======== Passage ========
Situating the theater as a site of broad cultural movements and conflicts, Lisa A. Freeman asserts that antitheatrical incidents from the English Renaissance to present-day America provide us with occasions to trace major struggles over the nature and balance of power and political authority. In studies of William Prynne's Histrio-mastix (1633), Jeremy Collier's A Short View of the Immorality and Profaneness of the English Stage (1698), John Home's Douglas (1757), the burning of the theater at Richmond (1811), and the U.S. Supreme Court's decision in National Endowment for the Arts v. Finley (1998) Freeman engages in a careful examination of the political, religious, philosophical, literary, and dramatic contexts in which challenges to theatricality unfold. In so doing, she demonstrates that however differently "the public" might be defined in each epoch, what lies at the heart of antitheatrical disputes is a struggle over the character of the body politic that governs a nation and the bodies public that could be said to represent that nation.
By situating antitheatrical incidents as rich and interpretable cultural performances, Freeman seeks to account fully for the significance of these particular historical conflicts. She delineates when, why, and how anxieties about representation manifest themselves, and traces the actual politics that govern such ostensibly aesthetic and moral debates even today.
======== Listed records ========
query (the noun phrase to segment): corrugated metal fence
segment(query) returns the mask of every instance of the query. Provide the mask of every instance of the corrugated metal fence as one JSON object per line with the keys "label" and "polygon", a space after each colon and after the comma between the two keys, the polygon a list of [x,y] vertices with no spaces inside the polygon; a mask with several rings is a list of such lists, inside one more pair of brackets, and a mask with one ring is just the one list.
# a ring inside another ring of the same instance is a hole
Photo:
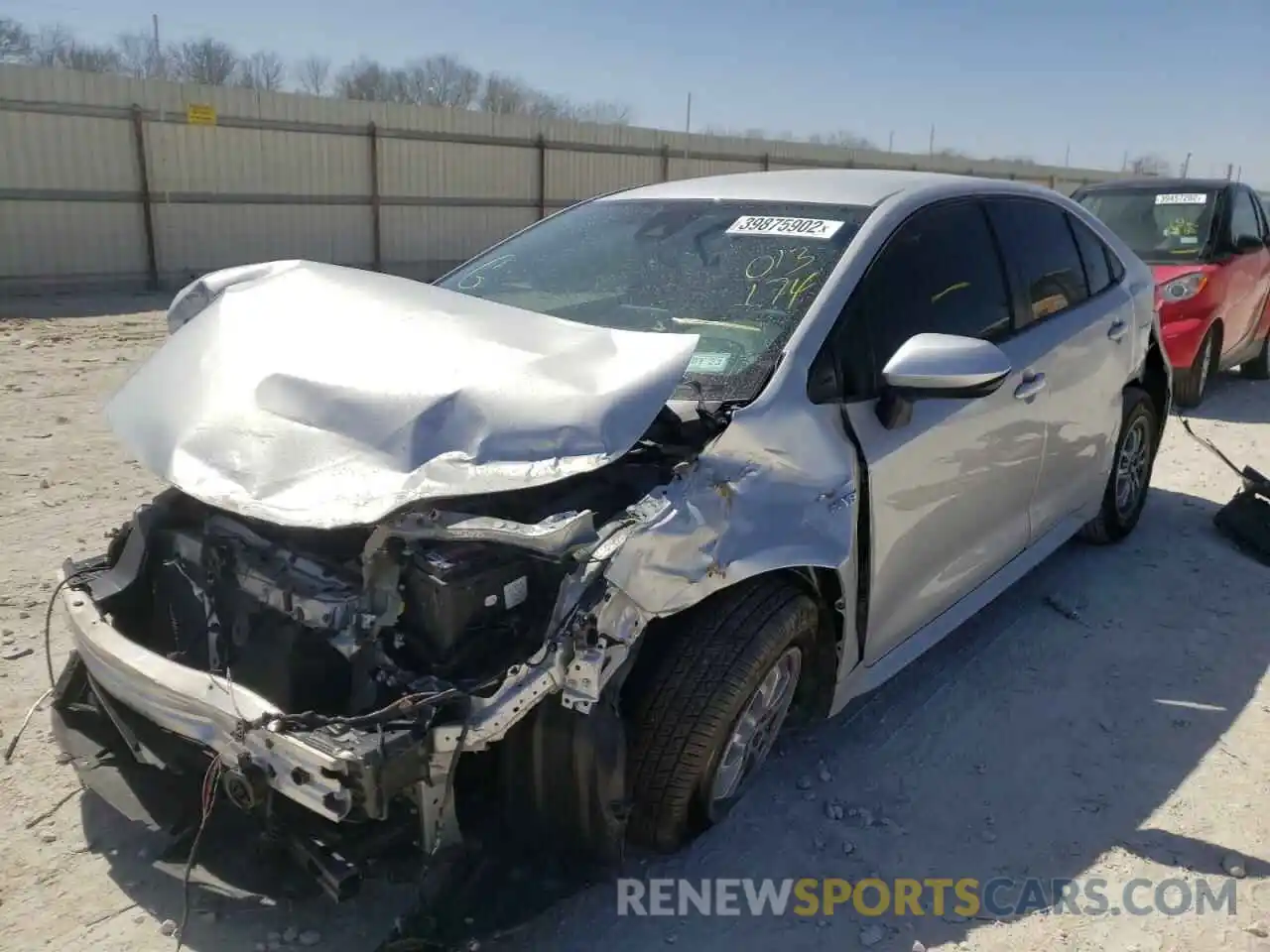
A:
{"label": "corrugated metal fence", "polygon": [[433,278],[603,192],[848,166],[1118,175],[0,66],[0,293],[279,258]]}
========
:: Problem details ::
From the passage on antitheatrical disputes, reproduce word for word the section starting with "By situating antitheatrical" and going on through "debates even today.".

:: Written response ::
By situating antitheatrical incidents as rich and interpretable cultural performances, Freeman seeks to account fully for the significance of these particular historical conflicts. She delineates when, why, and how anxieties about representation manifest themselves, and traces the actual politics that govern such ostensibly aesthetic and moral debates even today.